- [Dokument]:
Bild nicht mehr verfügbar.

Die Stadtplanung der Zukunft: Stararchitekt Antoine Grumbach will die Banlieues entlasten und Paris entlang der Seine bis zum Ärmelkanal reichen lassen. 

Foto: ap/dapd/Antoine Grumbach

Aha, ein Neuer, ein Unbekannter im Viertel - das sagen die Blicke der afrikanischen Kassierinnen und der Kopftuch tragenden Kundinnen, wenn man als Auswärtiger den Supermarkt Simply in Bagneux, südlich von Paris, betritt. Die Blicke sagen auch: bitte keine Fragen. Zum Beispiel, wo der Prokofiev-Wohnblock ist. Wenn sich ein Fremder, zumal ein Weißer, danach erkundigt, kann er nur ein Polizist oder ein Journalist sein.

Die triste Prokofiev-Anlage, benannt nach dem russischen Komponisten, erlangte vor sechs Jahren traurige Berühmtheit. In diesem 60 Meter langen Gebäuderiegel war 2006 Ilan Halimi, ein junger jüdischer Verkäufer, zwecks Lösegelderpressung gefangen gehalten und tagelang gefoltert worden. Von Brand- und Stichwunden übersät, wurde sein sterbender Körper an einem Bahngleis gefunden. Sein grausamer Tod schockierte ganz Frankreich. Bagneux trägt seither das Stigma, Schauplatz dieser Entführung gewesen zu sein.

Und hier herrscht auch heute noch eine fühlbare Spannung. Sechs Jahre sind vergangen, der Täter Youssouf Fofana und die Mitglieder seiner "gang des barbares" sitzen längst in Haft, aber die Passanten gehen mit schnellem Schritt und gesenktem Blick vorüber. Ein Bursche, der vor der Garage sein Triumph-Motorrad putzt, erwidert den Gruß nicht.

Vielleicht hat die Affäre von Toulouse die alten Narben von Bagneux neu aufgerissen. Fofana und Mohammed Merah hatten einen ähnlichen Werdegang: Beide hatten Probleme in der Schule, mit der Arbeit, mit dem Vater, beide waren Kleinkriminelle, suchten ihr Heil im Koran und knöpften sich Juden vor.

"Das ist tabu"

Erst ein paar Straßenzüge weiter, in der Rue Frédéric Chopin, die Wohntürme sind hier ebenso hoch, ist ein Paar bereit zum Reden. Der aus Senegal stammende Mann meint, man sollte "diese Affären" nicht aufbauschen. "Fofana hing einfach herum wie Merah, mehr nicht. Die reichten nicht einmal an die Chefs der Drogenbanden heran. Die sind um einiges gefährlicher." Immerhin haben beide Menschenleben auf dem Gewissen. "Ich weiß nicht, was in sie gefahren ist", antwortet der junge Mann schulterzuckend. "Bei denen stimmte etwas im Kopf nicht. An ihrem Viertel lag es jedenfalls nicht." Mehr ist nicht zu erfahren; die stumme Begleiterin, eine "Gallierin", wie die weißen Französinnen hier genannt werden, drängt zum Weitergehen.

- [Datensätze]:
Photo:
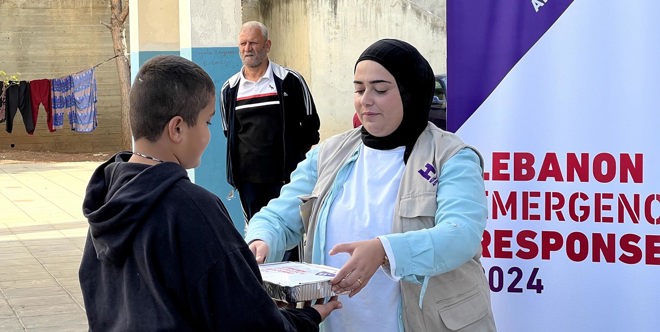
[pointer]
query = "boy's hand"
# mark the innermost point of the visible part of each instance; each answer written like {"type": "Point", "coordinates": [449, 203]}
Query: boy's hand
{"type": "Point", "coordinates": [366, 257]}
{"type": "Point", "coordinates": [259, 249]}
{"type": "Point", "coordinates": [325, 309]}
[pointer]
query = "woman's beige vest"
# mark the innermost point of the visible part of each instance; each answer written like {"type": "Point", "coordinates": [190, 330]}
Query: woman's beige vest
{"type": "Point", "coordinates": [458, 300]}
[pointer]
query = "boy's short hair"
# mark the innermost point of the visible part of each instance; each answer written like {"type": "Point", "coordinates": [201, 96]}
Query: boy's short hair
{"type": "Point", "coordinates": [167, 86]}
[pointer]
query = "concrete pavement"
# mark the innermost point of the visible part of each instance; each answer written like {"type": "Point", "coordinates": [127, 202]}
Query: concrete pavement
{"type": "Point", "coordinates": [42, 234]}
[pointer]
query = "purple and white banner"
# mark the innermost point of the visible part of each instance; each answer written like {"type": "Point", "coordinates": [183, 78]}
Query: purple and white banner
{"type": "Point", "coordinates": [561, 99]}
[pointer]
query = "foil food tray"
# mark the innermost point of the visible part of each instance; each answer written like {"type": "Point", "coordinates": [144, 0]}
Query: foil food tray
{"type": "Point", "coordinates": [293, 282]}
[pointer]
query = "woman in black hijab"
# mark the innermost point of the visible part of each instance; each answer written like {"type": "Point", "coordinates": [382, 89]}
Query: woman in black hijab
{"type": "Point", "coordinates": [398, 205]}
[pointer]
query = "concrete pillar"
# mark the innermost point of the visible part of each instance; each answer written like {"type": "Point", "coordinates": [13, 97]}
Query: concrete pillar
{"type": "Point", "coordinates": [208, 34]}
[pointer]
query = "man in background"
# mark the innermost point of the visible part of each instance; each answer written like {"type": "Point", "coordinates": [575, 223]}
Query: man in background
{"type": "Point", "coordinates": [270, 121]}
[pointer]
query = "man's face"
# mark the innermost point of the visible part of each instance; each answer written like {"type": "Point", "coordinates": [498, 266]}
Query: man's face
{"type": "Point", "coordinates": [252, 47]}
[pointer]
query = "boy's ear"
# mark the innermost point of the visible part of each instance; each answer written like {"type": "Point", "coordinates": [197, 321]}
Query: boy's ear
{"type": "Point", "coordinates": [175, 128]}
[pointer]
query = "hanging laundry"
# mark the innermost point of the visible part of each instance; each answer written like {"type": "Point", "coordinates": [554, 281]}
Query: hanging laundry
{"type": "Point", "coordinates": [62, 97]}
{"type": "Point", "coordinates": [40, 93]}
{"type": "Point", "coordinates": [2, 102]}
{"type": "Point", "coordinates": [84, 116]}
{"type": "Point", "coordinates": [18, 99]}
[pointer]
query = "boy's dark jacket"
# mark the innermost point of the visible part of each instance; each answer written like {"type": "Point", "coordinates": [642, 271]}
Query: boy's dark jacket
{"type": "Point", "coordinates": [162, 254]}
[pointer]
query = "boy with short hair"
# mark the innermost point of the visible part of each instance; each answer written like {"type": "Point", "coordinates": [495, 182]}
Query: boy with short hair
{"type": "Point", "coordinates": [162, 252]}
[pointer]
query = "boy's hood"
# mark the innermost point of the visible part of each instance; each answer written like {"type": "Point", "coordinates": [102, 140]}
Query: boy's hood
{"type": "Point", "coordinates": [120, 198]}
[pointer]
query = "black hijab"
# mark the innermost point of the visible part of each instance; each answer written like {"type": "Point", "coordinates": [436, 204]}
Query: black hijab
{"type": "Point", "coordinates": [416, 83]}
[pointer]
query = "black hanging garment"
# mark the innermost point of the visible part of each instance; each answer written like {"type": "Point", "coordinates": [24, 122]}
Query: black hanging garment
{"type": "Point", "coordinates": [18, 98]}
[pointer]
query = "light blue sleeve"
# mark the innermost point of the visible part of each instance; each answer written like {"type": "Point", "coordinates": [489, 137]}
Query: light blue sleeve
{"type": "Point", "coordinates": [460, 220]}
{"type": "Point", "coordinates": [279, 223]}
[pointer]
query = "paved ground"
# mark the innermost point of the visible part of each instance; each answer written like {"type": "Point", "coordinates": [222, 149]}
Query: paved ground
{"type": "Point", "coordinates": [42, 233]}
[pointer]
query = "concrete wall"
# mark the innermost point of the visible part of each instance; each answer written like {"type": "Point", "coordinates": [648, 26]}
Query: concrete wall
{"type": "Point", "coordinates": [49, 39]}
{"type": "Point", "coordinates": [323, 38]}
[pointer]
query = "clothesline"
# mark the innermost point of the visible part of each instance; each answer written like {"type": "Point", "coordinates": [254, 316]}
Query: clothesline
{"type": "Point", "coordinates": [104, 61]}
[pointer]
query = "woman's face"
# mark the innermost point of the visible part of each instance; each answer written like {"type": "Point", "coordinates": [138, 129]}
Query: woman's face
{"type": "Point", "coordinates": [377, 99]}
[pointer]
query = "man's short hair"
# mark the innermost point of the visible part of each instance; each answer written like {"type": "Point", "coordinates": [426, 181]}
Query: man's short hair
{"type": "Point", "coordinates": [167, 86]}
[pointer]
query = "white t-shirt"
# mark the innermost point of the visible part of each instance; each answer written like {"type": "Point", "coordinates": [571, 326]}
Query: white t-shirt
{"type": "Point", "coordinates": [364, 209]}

- [Aufgabe]:
Zitiere aus dem Artikel über Bagneux wörtlich die Passage von „Die Stadtplanung der“ bis einschließlich „ein Journalist sein.“.

- [Musterlösung]:
Die Stadtplanung der Zukunft: Stararchitekt Antoine Grumbach will die Banlieues entlasten und Paris entlang der Seine bis zum Ärmelkanal reichen lassen. 

Foto: ap/dapd/Antoine Grumbach

Aha, ein Neuer, ein Unbekannter im Viertel - das sagen die Blicke der afrikanischen Kassierinnen und der Kopftuch tragenden Kundinnen, wenn man als Auswärtiger den Supermarkt Simply in Bagneux, südlich von Paris, betritt. Die Blicke sagen auch: bitte keine Fragen. Zum Beispiel, wo der Prokofiev-Wohnblock ist. Wenn sich ein Fremder, zumal ein Weißer, danach erkundigt, kann er nur ein Polizist oder ein Journalist sein.